• DESCRIPCIÓN DEL PROBLEMA
Reproduzca todo lo que va desde el comienzo de los registros hasta la línea que contiene "[[[93,96],[95,92],[75,92],[75,96]]]", ambos extremos incluidos, y solo esas líneas, con el texto completo. Escale por 0,45 cada coordenada de los vértices de los polígonos y redondee el resultado al entero más próximo, con las mitades hacia arriba.

Datos de origen
—————
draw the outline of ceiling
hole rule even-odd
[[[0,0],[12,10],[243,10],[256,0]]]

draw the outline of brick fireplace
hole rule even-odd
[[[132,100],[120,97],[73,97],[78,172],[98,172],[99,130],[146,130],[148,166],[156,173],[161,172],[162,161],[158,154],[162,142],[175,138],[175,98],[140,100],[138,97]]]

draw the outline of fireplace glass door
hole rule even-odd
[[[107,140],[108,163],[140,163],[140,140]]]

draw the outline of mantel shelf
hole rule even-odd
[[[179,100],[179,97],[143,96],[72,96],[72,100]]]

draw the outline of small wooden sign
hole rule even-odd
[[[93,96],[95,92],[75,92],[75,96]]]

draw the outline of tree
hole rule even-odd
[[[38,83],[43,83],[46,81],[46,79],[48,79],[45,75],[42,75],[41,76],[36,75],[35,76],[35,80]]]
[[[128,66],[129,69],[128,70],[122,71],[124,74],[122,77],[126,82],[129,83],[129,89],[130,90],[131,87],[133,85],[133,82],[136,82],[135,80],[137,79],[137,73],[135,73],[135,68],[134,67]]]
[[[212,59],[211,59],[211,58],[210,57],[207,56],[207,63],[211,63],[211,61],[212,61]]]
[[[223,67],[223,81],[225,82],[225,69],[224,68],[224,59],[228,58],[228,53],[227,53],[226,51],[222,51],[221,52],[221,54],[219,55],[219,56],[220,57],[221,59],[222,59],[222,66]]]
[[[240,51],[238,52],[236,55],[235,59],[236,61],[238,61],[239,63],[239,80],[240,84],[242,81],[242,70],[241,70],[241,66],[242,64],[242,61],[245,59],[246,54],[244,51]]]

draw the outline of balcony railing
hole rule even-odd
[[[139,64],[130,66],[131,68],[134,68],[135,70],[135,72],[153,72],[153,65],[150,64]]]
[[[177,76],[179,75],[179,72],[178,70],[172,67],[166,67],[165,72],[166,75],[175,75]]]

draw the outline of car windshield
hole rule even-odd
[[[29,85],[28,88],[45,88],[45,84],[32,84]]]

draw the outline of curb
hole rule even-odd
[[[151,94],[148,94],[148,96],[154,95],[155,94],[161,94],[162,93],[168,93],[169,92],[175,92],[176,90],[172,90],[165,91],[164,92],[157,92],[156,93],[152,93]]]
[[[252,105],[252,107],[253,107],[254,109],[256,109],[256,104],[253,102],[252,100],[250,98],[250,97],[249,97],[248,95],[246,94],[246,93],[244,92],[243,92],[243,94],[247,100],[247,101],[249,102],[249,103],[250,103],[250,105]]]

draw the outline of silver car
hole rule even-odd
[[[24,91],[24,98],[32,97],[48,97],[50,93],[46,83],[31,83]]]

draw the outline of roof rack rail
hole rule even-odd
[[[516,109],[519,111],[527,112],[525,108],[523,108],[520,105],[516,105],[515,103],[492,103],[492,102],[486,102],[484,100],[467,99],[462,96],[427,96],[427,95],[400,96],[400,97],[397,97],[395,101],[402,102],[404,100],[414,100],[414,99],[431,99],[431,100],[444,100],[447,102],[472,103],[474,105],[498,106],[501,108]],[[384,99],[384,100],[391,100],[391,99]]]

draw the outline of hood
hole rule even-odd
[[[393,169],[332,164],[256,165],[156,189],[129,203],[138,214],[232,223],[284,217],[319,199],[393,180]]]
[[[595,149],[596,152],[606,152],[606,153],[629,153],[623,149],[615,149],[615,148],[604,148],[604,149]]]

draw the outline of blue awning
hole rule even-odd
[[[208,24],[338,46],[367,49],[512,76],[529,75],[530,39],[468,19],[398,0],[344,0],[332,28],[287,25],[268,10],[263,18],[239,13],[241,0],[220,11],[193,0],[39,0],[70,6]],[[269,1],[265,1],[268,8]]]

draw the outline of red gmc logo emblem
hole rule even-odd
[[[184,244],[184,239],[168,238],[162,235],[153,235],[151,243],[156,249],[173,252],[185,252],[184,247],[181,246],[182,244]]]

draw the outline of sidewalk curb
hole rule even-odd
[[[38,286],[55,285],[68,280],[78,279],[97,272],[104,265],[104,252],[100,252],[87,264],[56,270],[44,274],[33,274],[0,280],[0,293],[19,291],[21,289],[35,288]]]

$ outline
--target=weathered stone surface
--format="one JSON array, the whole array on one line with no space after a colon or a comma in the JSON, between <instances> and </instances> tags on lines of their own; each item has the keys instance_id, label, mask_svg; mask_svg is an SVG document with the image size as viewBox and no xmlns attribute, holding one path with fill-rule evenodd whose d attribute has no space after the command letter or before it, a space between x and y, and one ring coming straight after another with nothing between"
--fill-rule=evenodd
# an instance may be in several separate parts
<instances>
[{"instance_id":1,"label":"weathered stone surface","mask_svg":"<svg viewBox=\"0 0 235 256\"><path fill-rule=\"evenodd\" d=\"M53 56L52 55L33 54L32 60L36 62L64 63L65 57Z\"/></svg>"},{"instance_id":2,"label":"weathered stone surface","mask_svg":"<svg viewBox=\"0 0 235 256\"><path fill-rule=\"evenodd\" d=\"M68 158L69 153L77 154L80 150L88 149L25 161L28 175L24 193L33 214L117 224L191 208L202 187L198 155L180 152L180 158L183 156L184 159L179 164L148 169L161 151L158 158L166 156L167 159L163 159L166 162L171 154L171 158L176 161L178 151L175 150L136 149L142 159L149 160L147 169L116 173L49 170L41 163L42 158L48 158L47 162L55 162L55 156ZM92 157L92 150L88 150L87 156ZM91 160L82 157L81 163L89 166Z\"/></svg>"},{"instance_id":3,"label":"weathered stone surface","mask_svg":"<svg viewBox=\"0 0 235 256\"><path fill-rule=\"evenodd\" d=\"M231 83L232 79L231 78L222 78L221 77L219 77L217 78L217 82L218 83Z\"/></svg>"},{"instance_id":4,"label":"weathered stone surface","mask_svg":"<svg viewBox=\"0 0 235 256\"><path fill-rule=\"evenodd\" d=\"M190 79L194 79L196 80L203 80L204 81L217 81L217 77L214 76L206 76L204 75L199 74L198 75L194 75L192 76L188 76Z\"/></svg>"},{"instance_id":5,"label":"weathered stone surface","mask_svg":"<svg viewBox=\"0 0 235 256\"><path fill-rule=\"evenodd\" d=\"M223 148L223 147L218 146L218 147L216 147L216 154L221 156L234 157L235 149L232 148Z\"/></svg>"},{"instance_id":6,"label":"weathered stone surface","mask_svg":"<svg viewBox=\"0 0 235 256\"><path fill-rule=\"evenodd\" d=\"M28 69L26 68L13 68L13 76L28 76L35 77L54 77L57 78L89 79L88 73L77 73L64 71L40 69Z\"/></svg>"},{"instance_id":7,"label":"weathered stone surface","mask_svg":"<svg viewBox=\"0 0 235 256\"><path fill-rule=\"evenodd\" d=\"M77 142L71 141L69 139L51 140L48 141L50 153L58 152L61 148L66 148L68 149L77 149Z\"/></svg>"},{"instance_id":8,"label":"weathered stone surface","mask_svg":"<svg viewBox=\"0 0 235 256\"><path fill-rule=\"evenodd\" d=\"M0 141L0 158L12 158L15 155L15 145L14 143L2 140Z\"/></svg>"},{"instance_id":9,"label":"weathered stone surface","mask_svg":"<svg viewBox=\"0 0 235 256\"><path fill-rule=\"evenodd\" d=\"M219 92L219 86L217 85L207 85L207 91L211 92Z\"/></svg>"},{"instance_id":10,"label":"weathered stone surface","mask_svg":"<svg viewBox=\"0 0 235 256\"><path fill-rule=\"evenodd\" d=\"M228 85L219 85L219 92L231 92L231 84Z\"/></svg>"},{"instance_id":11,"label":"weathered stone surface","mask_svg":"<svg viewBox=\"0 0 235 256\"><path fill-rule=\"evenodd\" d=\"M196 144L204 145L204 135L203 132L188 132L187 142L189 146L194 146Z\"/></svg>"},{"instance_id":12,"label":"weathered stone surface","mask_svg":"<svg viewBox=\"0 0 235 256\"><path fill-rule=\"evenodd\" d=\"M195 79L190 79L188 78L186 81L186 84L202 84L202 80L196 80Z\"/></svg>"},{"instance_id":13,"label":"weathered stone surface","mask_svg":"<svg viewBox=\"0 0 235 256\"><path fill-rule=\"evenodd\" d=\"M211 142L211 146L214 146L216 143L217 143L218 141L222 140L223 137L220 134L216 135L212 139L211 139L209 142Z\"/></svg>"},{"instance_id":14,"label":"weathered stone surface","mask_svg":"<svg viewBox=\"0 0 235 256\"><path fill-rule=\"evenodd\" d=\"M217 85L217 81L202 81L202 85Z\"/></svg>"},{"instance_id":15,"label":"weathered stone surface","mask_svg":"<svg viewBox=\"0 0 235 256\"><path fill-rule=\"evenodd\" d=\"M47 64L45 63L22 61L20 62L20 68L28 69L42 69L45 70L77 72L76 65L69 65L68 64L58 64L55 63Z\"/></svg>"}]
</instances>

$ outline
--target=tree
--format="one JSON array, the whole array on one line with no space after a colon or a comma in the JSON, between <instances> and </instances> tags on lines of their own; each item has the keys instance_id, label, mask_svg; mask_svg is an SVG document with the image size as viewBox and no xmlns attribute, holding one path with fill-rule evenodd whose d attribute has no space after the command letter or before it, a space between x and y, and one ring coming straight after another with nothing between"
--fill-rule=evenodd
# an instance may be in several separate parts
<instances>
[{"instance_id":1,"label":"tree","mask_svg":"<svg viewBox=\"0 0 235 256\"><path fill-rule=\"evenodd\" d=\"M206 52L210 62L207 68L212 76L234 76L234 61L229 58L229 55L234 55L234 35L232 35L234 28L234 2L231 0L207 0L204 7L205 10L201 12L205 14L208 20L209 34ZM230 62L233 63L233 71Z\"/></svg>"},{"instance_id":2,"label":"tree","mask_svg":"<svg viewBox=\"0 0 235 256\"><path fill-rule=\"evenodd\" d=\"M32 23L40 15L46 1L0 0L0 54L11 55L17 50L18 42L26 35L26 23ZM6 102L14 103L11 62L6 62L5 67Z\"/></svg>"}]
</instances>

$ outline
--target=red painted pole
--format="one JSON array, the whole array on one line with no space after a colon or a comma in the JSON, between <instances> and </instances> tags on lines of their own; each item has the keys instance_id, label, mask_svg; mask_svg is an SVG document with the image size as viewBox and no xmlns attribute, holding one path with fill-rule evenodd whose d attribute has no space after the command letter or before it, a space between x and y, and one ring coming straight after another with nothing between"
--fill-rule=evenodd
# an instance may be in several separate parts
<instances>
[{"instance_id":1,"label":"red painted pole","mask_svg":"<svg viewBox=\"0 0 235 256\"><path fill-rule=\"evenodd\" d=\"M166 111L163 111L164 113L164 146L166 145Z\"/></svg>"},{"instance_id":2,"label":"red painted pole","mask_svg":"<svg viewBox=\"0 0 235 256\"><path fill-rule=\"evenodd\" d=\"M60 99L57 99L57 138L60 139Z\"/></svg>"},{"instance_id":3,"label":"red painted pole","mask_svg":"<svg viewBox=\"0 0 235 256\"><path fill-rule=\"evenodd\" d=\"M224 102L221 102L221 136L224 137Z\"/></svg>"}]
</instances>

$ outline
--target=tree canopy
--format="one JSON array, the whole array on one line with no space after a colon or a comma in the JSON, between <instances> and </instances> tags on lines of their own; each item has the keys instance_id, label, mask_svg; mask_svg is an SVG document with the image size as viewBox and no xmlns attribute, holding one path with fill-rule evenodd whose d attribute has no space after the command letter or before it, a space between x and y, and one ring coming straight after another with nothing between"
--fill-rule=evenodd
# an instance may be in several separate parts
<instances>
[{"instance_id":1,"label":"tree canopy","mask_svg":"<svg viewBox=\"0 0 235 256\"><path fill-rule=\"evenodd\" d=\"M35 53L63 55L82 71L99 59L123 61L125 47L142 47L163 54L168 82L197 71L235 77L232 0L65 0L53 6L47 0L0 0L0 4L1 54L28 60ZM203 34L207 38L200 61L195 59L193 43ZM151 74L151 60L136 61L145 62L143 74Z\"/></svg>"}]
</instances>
—————
• RESULTADO DE LA TAREA
draw the outline of ceiling
hole rule even-odd
[[[0,0],[5,5],[109,5],[115,0]]]

draw the outline of brick fireplace
hole rule even-odd
[[[59,45],[54,44],[33,44],[35,77],[44,77],[45,59],[66,59],[67,75],[70,78],[72,77],[73,72],[71,69],[73,64],[79,62],[79,44],[63,45],[62,44]]]

draw the outline of fireplace glass door
hole rule even-odd
[[[48,63],[49,73],[63,73],[63,63]]]

draw the outline of mantel shelf
hole rule even-odd
[[[81,45],[81,44],[64,43],[32,43],[32,45]]]

draw the outline of small wooden sign
hole rule even-odd
[[[42,43],[43,41],[34,41],[34,43]]]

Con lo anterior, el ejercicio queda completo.